Problem details
Within the entries below, find every line that has the string "harness", then copy it.

________________

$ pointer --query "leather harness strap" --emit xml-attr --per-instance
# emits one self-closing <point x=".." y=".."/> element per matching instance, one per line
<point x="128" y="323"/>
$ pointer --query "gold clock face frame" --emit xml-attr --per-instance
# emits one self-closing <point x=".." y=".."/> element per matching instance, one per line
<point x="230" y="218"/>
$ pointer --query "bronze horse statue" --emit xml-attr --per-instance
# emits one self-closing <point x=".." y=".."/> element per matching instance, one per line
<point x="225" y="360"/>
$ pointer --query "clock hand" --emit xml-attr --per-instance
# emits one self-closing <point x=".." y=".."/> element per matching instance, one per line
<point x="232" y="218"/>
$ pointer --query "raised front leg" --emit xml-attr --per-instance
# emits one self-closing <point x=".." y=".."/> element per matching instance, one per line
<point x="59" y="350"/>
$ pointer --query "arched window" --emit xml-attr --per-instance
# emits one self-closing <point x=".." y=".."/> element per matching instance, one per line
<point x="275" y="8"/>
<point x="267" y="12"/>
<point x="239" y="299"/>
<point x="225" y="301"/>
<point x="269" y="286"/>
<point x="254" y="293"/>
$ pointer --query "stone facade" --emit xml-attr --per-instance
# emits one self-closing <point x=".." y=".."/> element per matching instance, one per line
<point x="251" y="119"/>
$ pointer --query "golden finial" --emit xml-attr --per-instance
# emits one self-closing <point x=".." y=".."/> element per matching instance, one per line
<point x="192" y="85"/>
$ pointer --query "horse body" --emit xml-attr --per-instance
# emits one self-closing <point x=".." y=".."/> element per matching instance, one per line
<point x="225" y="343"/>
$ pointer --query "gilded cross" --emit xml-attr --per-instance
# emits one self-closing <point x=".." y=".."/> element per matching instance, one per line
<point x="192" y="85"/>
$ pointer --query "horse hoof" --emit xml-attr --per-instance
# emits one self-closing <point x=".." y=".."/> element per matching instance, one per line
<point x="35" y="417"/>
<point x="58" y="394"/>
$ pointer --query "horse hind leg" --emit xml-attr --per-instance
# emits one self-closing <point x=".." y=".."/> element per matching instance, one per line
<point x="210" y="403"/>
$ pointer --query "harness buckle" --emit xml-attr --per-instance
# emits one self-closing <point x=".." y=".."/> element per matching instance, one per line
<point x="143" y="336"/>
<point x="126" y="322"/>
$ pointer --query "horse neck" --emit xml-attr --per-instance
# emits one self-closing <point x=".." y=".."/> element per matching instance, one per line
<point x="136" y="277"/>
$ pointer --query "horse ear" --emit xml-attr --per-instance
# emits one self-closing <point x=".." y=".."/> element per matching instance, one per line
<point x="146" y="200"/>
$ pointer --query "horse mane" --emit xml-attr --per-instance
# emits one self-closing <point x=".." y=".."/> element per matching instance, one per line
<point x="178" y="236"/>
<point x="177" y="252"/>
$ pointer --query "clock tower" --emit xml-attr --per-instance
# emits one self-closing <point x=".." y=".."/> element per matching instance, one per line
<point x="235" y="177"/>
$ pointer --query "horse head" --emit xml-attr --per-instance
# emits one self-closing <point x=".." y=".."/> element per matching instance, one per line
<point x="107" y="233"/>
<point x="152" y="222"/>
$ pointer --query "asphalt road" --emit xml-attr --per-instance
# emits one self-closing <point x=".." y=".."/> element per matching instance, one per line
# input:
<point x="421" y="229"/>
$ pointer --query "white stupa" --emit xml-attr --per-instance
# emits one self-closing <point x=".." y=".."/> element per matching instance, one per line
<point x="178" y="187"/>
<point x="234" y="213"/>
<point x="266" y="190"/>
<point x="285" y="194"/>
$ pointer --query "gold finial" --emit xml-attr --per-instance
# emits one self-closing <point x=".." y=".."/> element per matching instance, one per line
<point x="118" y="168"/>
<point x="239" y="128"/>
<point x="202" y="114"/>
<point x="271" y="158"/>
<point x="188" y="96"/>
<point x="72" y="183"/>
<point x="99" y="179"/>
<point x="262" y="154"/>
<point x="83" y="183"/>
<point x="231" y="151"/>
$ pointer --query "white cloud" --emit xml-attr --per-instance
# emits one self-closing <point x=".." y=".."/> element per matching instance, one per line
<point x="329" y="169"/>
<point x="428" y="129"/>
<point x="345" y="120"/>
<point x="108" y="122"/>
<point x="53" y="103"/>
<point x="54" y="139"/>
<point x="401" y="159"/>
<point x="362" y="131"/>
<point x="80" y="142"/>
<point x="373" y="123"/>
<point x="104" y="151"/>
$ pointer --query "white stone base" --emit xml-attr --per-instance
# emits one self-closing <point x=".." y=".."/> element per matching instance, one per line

________________

Worked solution
$ pointer --query "leather harness strap" --emit xml-attr --per-instance
$ pointer --query "harness buckle" --emit xml-attr --per-instance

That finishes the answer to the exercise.